Exercise aim
Reproduce the entries verbatim, beginning at the line that contains "Where can you spot the blonde" and continuing through the final line of the entries.
───── Provided records
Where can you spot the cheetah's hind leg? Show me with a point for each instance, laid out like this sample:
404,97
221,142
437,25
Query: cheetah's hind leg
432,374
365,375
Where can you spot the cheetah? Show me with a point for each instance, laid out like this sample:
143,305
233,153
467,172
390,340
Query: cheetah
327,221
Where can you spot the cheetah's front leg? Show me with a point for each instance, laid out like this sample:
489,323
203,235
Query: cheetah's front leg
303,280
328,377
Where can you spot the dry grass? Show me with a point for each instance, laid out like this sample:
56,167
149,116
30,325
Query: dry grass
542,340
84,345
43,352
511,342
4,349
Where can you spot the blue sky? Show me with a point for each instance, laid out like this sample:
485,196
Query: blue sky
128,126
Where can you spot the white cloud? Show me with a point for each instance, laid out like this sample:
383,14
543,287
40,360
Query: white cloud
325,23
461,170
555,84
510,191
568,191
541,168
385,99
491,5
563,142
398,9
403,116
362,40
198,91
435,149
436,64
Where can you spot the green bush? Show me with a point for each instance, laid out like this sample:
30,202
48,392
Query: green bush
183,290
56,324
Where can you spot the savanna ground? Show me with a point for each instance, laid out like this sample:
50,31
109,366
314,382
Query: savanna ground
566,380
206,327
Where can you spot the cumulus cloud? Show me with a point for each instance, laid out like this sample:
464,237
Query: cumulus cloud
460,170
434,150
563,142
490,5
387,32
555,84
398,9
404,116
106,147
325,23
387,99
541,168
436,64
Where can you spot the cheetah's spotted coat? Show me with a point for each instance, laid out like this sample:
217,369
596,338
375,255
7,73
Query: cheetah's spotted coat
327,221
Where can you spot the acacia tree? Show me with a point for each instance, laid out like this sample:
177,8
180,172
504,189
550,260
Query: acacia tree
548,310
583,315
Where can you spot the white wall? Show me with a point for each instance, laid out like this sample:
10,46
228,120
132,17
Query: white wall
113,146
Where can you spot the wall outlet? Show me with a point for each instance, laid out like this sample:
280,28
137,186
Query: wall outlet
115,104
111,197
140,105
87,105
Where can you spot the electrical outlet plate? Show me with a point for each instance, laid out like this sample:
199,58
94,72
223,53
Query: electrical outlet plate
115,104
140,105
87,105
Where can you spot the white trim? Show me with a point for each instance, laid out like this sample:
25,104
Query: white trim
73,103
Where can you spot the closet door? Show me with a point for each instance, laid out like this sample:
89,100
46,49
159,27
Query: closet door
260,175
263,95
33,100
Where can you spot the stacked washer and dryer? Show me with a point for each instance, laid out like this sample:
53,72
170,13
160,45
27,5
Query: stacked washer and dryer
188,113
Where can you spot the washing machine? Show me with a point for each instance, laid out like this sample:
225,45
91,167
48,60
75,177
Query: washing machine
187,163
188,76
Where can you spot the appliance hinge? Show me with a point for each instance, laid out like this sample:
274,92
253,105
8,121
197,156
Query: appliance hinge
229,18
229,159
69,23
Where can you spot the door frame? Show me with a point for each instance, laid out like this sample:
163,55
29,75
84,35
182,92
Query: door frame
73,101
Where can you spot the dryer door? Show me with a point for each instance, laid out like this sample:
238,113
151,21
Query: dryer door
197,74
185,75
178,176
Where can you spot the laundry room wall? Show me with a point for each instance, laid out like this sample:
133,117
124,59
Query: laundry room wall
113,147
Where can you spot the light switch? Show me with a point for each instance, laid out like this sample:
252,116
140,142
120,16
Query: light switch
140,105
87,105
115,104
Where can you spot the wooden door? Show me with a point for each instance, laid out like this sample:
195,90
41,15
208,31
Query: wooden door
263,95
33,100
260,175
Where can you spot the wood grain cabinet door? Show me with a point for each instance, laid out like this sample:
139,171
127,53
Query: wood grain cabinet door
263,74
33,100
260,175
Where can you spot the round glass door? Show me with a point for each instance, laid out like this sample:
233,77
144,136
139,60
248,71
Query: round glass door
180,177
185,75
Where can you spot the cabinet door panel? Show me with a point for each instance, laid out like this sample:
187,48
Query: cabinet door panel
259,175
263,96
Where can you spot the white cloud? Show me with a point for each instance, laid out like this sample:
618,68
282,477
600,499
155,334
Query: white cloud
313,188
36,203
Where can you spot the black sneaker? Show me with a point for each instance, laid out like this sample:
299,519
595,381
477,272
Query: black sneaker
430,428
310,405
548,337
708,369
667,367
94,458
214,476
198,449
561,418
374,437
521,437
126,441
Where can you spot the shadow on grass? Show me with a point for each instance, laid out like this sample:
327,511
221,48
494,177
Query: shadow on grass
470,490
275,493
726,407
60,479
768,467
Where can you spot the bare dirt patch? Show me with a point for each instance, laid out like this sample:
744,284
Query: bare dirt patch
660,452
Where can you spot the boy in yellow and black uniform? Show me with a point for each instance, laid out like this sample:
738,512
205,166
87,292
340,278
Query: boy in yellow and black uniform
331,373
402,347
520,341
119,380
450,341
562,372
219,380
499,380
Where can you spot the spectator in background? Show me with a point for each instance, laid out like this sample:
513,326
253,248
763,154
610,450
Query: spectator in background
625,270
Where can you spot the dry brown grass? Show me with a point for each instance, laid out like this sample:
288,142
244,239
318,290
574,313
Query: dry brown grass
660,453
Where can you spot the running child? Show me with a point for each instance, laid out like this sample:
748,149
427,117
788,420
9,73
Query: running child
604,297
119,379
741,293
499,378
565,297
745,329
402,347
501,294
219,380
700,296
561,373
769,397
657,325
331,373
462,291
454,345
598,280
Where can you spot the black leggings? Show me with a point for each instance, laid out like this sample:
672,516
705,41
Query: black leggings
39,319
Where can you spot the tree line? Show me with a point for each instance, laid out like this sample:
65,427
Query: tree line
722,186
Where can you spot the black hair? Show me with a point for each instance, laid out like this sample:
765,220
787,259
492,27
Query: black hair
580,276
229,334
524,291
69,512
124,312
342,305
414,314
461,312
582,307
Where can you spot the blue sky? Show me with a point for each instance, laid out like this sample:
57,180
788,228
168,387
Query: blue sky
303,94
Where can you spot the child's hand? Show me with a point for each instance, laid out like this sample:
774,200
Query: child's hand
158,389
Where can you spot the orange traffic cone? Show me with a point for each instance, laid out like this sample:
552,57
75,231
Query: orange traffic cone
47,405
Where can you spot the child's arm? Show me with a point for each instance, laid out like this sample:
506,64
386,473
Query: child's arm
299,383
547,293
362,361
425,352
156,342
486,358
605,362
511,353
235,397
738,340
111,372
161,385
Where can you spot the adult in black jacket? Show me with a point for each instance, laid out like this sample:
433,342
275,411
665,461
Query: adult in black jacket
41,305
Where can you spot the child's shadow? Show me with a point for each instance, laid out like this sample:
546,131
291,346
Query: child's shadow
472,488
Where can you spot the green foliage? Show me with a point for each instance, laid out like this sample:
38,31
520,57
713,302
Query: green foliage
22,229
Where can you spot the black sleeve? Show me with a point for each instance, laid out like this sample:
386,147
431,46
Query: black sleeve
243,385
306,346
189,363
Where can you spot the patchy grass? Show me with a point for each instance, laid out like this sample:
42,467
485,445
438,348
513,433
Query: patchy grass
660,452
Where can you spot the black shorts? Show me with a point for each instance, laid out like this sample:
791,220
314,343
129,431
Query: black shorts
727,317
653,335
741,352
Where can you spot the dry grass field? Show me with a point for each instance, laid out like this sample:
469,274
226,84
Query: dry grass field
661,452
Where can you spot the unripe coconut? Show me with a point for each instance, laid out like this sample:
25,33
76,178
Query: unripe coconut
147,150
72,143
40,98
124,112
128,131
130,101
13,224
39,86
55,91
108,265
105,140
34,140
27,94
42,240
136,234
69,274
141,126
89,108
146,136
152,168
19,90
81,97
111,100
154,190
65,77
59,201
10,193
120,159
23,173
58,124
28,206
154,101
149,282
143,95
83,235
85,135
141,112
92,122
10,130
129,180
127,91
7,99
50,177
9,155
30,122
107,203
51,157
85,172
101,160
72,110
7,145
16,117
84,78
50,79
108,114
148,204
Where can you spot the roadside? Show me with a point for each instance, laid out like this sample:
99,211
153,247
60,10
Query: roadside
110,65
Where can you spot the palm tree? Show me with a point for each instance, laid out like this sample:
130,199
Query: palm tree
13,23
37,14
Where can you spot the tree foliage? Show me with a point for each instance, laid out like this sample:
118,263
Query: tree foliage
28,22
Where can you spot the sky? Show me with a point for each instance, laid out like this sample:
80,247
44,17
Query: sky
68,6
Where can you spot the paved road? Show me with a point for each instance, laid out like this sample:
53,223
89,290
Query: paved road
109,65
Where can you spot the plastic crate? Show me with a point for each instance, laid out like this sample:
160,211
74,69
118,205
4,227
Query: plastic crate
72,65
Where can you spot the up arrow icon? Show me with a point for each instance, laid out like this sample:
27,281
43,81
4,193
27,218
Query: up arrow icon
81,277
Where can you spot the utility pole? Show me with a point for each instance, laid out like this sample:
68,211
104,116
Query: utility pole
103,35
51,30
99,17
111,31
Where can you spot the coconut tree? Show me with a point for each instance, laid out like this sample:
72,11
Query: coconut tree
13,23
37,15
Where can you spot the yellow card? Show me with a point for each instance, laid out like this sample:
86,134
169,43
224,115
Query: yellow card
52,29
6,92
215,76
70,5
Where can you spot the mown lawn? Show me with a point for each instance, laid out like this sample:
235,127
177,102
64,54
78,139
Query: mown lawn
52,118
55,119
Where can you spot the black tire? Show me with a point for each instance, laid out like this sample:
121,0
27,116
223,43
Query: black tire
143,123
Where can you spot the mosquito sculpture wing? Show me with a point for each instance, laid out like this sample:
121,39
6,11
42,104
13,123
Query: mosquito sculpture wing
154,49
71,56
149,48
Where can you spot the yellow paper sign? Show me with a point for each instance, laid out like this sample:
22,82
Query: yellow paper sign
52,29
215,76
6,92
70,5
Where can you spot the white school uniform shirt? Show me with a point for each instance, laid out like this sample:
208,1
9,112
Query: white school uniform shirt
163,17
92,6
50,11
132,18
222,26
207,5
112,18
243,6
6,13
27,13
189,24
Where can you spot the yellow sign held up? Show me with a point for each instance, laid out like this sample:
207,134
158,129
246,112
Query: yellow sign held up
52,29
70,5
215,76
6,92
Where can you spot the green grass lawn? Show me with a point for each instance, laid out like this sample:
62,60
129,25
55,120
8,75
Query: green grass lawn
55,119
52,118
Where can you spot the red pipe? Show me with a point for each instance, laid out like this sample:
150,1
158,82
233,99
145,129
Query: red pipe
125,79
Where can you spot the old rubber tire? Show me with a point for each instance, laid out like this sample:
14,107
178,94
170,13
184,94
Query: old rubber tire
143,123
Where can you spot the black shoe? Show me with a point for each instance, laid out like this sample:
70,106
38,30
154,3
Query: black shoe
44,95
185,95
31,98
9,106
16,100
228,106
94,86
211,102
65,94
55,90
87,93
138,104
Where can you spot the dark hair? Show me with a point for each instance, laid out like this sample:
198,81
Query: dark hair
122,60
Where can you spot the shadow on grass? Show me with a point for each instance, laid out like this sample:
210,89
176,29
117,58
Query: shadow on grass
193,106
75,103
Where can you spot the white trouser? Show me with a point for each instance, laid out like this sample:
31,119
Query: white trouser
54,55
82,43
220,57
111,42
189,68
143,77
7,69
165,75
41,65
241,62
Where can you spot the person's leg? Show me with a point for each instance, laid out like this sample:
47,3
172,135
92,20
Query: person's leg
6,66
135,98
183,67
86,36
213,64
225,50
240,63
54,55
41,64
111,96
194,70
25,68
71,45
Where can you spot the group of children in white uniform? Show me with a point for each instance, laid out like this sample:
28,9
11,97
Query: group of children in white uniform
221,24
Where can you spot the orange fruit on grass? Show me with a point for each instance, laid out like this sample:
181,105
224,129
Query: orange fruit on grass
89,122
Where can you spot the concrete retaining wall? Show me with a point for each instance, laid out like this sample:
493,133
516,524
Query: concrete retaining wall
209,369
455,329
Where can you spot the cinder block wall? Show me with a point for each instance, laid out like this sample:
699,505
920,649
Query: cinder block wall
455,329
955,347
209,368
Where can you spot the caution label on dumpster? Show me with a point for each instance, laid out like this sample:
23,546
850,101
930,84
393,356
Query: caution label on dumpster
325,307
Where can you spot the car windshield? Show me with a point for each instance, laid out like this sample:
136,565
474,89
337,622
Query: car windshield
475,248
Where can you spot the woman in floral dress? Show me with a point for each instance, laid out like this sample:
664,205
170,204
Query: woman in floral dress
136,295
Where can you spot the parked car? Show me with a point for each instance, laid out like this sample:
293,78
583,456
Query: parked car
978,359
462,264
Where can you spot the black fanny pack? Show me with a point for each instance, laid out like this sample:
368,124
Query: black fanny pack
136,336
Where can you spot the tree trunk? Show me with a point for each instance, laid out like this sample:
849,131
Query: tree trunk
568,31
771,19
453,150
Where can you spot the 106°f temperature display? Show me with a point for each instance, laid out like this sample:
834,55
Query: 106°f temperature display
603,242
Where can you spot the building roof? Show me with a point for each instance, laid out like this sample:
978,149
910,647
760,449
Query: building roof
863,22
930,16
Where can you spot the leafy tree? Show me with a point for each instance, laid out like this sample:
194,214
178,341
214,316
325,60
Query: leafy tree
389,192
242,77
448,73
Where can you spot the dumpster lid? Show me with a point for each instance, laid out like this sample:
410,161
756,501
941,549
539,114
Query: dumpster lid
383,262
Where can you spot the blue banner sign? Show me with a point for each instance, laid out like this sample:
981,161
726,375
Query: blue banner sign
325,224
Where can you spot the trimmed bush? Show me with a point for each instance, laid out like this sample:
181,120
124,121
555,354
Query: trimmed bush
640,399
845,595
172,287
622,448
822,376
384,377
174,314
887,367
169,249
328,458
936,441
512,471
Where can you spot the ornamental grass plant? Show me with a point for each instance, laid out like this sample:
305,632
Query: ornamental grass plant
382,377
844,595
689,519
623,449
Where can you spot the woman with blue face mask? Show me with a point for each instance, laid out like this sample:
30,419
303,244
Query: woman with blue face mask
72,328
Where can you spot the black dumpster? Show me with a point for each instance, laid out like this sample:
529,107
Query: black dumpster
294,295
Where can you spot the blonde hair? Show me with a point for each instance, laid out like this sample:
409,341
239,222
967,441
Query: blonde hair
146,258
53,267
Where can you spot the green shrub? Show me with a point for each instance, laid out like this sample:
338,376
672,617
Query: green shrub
──────────
Answer to this task
Where can you spot the blonde hair? Show me with a point for each instance, laid out like this sample:
409,341
239,222
967,441
Query: blonde hair
146,258
53,267
Where can you spot the green shrub? Show me with a point for each instance, laid out like this sample:
338,376
672,617
Query: green shrub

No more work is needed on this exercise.